◆ **Directions**
Repeat, please, exactly the lines from the one that has "Spot the white" through the end of the records below, with pictures dropped.

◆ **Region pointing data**
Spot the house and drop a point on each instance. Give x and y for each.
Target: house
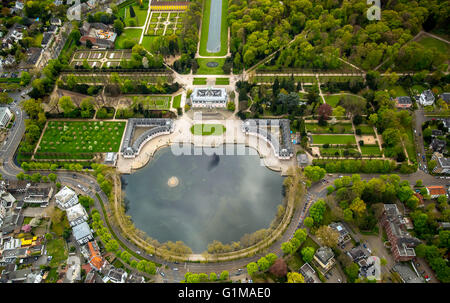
(324, 257)
(99, 34)
(358, 253)
(344, 236)
(309, 274)
(5, 116)
(95, 259)
(402, 243)
(82, 233)
(66, 198)
(111, 158)
(436, 191)
(209, 97)
(38, 195)
(407, 275)
(76, 215)
(426, 98)
(438, 145)
(442, 164)
(445, 97)
(403, 102)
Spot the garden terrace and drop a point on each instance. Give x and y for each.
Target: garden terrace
(77, 138)
(158, 127)
(282, 146)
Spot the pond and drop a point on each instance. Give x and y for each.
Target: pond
(201, 198)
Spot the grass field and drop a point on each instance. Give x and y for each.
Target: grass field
(199, 81)
(128, 34)
(203, 69)
(365, 129)
(208, 129)
(153, 102)
(205, 30)
(440, 46)
(222, 81)
(76, 137)
(333, 139)
(176, 101)
(339, 128)
(371, 151)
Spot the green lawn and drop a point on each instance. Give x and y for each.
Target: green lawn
(370, 151)
(440, 46)
(128, 34)
(176, 101)
(203, 69)
(338, 128)
(153, 102)
(199, 81)
(205, 30)
(333, 139)
(75, 137)
(208, 129)
(366, 129)
(222, 81)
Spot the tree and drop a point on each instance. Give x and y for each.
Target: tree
(317, 210)
(279, 268)
(263, 264)
(224, 275)
(314, 173)
(309, 222)
(327, 236)
(252, 268)
(66, 104)
(308, 254)
(295, 277)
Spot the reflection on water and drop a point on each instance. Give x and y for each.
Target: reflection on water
(218, 197)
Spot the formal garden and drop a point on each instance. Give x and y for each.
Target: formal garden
(81, 137)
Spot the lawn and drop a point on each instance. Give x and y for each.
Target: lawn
(333, 139)
(440, 46)
(208, 129)
(203, 69)
(222, 81)
(366, 129)
(176, 101)
(339, 128)
(205, 29)
(199, 81)
(57, 250)
(128, 34)
(371, 150)
(153, 102)
(75, 137)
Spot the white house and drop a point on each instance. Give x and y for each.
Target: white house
(66, 198)
(5, 116)
(426, 98)
(76, 214)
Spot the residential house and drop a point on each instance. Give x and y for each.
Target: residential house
(82, 233)
(402, 243)
(436, 191)
(442, 164)
(76, 214)
(344, 236)
(95, 259)
(309, 274)
(5, 116)
(403, 102)
(407, 274)
(324, 257)
(66, 198)
(426, 98)
(438, 145)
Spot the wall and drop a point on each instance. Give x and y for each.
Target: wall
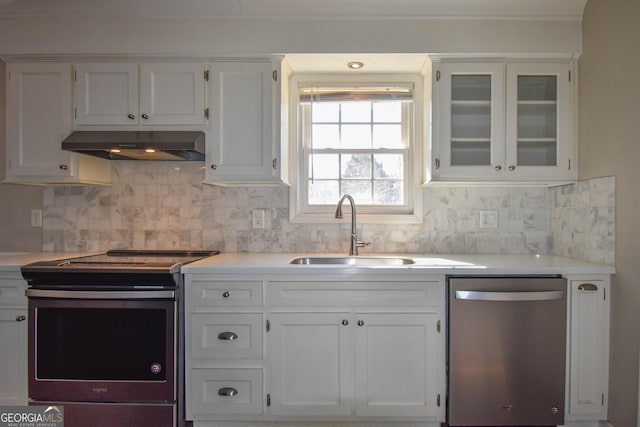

◆ **Worked solution**
Spot the white house and drop a point on each instance. Give x and y for each.
Target: white house
(66, 198)
(5, 116)
(426, 98)
(76, 214)
Spot the residential house and drop a point on each instance. Give x and y for each.
Target: residential house
(82, 233)
(402, 243)
(436, 191)
(442, 164)
(76, 214)
(344, 236)
(95, 259)
(309, 274)
(5, 116)
(403, 102)
(407, 274)
(324, 257)
(66, 198)
(426, 98)
(438, 145)
Spot the wall and drop a point on each instance. Give x and y for each.
Target: wall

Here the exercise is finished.